▶ _TASK DETAILS_: Every line from the one with "Could you please indicate the door" to the end of the data needs to be copied exactly, and no line before it.

▶ _RECORDS_:
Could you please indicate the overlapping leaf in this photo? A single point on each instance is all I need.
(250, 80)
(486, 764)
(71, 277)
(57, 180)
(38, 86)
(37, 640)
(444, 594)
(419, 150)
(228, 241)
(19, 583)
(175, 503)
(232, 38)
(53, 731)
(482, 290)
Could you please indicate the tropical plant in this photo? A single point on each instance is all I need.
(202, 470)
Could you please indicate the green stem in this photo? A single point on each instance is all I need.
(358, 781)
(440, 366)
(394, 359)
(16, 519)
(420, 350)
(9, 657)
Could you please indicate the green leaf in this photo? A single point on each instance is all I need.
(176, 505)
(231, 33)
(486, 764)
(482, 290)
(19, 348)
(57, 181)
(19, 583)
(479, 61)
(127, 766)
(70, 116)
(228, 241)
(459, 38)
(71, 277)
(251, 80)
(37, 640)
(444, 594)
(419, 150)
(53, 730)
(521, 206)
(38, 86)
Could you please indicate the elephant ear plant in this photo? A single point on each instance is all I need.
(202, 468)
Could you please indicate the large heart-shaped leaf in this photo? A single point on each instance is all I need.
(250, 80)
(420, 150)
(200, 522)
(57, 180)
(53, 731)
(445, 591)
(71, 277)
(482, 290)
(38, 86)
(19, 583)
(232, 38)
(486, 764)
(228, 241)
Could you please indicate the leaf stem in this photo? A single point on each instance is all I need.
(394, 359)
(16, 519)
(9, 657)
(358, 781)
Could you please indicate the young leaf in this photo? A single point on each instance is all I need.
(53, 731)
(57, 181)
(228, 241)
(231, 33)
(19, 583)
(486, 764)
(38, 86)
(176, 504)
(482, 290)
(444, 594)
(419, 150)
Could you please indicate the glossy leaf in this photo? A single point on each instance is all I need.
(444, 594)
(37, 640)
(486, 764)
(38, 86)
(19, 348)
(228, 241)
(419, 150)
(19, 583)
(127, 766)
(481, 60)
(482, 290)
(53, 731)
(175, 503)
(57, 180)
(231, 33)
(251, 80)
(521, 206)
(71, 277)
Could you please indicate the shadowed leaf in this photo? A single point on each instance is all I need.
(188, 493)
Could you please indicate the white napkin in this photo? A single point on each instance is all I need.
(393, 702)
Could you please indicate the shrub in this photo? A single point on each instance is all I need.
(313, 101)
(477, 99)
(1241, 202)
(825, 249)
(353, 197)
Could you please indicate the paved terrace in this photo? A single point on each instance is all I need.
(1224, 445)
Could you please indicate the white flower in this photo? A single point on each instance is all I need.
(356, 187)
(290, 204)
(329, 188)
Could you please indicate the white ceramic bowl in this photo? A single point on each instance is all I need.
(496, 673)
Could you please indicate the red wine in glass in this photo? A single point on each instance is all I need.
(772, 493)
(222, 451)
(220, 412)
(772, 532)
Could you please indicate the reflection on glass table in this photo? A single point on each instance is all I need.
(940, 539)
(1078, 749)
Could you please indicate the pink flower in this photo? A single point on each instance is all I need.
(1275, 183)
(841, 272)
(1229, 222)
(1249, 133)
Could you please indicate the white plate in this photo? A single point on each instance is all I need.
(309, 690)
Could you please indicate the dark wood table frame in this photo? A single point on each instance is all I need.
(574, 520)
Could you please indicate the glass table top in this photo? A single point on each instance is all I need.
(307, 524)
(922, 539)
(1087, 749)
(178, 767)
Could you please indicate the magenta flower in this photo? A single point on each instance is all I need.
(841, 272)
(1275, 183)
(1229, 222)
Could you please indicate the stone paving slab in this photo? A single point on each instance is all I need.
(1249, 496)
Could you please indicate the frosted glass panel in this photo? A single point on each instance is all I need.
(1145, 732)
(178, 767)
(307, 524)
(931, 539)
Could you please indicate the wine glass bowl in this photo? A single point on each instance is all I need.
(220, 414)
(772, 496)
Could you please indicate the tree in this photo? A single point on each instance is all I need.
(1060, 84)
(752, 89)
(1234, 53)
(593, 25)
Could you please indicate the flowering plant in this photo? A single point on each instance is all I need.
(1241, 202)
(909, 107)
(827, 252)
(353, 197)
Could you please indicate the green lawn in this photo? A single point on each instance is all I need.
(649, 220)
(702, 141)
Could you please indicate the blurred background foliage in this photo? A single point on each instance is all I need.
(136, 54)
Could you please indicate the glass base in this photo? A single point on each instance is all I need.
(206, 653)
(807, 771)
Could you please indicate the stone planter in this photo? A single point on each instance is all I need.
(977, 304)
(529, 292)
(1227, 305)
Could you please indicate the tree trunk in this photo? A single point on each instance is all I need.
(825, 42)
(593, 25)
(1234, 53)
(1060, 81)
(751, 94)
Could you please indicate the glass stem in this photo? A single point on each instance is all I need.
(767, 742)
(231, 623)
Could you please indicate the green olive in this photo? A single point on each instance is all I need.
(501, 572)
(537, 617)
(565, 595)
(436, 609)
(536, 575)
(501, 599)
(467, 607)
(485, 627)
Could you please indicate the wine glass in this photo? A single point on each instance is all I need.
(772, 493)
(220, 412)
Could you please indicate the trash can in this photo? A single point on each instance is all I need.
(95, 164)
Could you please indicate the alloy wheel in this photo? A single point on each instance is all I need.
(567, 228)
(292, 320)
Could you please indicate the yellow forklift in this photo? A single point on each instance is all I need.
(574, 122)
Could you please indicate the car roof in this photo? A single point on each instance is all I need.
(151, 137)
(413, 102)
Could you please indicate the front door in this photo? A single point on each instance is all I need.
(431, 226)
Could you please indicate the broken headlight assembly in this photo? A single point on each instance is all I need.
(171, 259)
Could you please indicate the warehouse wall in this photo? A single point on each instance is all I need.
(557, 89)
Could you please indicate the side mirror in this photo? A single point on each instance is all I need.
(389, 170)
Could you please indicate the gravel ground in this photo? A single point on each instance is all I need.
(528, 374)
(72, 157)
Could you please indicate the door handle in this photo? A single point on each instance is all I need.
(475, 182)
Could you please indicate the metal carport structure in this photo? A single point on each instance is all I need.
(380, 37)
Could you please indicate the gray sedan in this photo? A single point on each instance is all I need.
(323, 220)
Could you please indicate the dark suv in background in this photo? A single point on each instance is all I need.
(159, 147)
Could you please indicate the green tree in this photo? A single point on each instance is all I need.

▶ _OUTPUT OF THE TASK_:
Could you please indicate the door handle in this photo? A single point on each instance is all I need.
(475, 182)
Could you please indicate the metal carport structure in this photo? A single point on each instance is all I need.
(380, 37)
Could you please indicate the gray sedan in this photo? A single point on each instance is all I need.
(323, 220)
Could you please indicate the dark suv in background in this photo? A single point on each instance is all I need.
(159, 147)
Could you please indicate the green tree in this photo? A single point on each instance is all I need.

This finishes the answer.